Problem statement:
Going through the listing below, work out how many lines include "finial" and give that number by itself.

Provided data:
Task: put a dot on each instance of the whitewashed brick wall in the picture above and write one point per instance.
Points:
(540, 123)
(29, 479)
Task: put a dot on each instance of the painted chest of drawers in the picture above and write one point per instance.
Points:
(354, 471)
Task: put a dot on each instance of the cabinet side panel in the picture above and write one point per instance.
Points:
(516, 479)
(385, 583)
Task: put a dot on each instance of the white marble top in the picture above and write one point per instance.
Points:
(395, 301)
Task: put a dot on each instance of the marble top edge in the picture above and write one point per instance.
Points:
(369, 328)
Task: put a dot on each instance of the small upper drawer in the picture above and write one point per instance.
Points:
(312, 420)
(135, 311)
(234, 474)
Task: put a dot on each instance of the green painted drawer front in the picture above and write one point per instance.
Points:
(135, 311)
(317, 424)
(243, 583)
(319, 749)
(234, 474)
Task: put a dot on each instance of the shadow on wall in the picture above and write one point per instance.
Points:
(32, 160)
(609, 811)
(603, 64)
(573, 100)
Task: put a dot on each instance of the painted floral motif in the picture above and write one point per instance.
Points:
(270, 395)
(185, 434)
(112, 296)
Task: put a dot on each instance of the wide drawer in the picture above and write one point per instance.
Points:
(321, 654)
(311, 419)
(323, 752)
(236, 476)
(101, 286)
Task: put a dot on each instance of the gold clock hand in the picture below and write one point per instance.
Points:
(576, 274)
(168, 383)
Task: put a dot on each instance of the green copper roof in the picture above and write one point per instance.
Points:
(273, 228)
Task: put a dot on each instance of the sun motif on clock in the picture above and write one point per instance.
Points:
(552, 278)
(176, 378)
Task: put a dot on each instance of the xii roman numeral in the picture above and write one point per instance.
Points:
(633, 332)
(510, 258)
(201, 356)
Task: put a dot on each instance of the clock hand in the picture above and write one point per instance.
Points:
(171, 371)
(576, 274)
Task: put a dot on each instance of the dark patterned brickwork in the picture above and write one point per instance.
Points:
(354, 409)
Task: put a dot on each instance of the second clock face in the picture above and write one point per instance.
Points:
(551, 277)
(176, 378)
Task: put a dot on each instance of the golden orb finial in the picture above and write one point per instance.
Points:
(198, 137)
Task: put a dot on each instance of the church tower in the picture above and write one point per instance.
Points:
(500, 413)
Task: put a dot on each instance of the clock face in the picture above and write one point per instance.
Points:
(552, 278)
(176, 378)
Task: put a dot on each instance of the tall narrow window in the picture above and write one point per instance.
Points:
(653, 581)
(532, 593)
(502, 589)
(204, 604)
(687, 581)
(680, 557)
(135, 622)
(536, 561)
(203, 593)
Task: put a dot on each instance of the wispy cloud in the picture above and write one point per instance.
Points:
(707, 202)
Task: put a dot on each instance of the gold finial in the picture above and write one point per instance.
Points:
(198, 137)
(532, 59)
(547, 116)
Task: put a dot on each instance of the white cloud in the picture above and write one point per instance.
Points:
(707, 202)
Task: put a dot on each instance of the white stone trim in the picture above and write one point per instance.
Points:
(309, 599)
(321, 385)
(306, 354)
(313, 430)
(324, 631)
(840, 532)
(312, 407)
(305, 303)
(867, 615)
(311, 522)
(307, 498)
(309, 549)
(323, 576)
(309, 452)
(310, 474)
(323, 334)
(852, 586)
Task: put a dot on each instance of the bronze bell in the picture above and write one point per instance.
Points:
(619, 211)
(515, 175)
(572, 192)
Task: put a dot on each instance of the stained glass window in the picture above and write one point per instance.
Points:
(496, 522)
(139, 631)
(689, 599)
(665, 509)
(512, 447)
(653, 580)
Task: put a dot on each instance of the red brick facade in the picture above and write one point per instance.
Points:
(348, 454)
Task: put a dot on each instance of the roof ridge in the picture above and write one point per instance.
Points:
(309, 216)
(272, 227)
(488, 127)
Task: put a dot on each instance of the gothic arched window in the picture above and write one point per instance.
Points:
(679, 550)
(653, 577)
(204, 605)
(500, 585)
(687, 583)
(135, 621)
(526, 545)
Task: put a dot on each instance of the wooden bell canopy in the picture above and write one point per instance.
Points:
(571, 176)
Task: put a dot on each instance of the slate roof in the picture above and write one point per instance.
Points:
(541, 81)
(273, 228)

Response to the task:
2